--- What is needed ---
Please repeat the lines below, exactly and only, from the one that holds "Practice step: find every instance of the glass paned" through the one that holds "Practice step: find every instance of the white wooden".

Exercise inputs below:

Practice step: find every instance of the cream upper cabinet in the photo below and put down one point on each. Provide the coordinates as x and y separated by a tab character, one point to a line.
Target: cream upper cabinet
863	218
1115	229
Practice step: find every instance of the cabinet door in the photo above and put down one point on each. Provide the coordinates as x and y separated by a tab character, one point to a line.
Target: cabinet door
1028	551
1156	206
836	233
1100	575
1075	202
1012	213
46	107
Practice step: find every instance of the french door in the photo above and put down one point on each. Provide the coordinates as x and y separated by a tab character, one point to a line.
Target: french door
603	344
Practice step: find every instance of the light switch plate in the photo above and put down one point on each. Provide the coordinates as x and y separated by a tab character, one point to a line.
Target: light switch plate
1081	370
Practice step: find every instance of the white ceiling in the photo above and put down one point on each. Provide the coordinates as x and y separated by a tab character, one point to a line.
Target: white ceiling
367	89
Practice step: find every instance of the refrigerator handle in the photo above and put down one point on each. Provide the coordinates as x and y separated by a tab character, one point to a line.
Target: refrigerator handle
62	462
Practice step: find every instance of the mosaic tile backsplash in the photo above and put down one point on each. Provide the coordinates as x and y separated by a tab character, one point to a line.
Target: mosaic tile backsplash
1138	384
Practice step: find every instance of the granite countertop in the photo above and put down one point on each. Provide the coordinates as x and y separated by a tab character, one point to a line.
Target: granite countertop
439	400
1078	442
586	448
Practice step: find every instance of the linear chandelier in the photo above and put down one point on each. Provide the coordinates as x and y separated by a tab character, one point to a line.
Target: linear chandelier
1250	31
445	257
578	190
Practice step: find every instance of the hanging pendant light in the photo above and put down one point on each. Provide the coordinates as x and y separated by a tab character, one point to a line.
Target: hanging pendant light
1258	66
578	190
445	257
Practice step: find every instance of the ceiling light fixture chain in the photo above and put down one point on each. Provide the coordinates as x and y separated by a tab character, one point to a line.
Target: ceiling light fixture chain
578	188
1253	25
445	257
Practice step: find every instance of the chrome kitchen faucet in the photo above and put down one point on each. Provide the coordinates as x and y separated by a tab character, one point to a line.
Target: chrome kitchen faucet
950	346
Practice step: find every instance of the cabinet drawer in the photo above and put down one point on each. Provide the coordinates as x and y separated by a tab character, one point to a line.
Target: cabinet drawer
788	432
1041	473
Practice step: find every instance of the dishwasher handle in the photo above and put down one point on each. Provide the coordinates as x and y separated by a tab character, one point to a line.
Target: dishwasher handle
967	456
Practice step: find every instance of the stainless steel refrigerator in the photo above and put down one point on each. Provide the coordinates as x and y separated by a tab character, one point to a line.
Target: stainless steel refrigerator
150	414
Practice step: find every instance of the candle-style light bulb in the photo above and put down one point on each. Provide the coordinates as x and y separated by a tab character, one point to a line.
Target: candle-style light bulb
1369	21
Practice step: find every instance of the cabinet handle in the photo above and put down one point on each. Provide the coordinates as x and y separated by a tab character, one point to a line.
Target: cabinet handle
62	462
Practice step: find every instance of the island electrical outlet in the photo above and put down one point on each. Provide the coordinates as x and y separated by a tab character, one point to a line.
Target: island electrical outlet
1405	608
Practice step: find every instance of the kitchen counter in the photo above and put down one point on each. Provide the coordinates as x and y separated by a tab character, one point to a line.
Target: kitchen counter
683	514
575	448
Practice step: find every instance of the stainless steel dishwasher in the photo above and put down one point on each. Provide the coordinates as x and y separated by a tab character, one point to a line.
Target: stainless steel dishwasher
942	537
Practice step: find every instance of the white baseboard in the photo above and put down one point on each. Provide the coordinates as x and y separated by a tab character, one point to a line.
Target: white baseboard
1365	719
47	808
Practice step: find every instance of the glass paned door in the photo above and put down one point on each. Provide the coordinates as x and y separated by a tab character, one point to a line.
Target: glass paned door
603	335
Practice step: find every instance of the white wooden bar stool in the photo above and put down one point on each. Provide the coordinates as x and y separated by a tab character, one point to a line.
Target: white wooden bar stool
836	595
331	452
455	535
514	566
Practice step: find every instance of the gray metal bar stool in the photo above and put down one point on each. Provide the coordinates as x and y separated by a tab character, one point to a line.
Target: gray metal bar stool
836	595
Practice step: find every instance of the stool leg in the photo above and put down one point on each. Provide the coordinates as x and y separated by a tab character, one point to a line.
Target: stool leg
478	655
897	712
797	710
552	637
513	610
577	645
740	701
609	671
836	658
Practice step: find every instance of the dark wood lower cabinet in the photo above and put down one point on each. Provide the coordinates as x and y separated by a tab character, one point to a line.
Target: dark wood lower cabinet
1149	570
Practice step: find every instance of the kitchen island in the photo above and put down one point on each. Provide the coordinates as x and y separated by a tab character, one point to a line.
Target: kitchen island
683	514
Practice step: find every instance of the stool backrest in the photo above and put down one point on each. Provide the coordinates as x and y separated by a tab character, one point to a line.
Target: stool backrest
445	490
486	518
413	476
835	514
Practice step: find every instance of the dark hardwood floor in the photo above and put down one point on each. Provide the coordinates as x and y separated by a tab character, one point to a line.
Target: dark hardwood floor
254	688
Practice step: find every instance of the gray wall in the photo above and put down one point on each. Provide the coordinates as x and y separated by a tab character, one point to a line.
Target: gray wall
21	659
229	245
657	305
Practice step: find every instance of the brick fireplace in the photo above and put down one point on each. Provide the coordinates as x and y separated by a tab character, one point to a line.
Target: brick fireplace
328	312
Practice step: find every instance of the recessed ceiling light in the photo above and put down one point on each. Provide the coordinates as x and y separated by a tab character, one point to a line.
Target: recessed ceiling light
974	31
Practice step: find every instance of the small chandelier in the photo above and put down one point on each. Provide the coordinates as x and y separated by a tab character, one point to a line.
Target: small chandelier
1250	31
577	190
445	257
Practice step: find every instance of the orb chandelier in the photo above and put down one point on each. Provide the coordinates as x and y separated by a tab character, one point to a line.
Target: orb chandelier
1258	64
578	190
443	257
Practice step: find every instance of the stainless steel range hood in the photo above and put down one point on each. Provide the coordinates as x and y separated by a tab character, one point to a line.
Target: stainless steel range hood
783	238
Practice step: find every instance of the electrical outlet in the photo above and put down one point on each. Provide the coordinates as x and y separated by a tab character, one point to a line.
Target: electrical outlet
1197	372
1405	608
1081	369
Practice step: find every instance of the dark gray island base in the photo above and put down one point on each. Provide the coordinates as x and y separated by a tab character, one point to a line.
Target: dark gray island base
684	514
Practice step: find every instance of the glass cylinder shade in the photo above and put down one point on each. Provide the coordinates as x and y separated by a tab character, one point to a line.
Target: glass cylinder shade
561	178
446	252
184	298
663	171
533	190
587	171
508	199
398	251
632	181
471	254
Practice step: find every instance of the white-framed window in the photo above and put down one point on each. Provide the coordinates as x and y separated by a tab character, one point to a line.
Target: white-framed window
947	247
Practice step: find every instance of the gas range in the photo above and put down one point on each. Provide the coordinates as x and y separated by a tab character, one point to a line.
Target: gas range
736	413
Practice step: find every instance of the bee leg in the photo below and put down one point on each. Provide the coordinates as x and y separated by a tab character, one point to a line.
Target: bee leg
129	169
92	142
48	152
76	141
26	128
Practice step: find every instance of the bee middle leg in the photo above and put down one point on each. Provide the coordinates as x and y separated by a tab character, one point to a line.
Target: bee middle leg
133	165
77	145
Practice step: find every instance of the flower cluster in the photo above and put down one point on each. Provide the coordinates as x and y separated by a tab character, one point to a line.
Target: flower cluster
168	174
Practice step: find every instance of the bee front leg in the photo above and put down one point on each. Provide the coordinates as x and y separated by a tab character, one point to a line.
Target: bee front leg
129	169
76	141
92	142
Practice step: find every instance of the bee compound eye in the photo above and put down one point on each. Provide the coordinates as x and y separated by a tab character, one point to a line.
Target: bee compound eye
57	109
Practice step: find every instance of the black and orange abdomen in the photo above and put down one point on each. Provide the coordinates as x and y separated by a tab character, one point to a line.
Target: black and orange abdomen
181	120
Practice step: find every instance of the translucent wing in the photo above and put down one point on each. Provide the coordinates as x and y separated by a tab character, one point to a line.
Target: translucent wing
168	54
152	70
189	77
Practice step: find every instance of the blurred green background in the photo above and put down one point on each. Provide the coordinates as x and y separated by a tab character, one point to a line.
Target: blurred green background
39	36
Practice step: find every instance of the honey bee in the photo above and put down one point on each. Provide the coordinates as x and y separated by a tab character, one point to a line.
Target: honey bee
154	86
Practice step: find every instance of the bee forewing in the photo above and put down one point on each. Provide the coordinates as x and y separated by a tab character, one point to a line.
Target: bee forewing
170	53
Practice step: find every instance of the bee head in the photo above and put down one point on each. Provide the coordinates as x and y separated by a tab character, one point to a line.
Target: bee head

End of Exercise inputs.

--- Solution to this task ---
Practice step: find every instance of the glass paned door in the photo above and put down one point on each. Provide the coordinates as x and y separated by a tab character, one point to a line.
Target: glass paned door
603	335
Practice step: find every instance of the white wooden bar stool in the photo above and put down one point on each. Provide the coordinates as x and y separated by a tab character, one point to a line.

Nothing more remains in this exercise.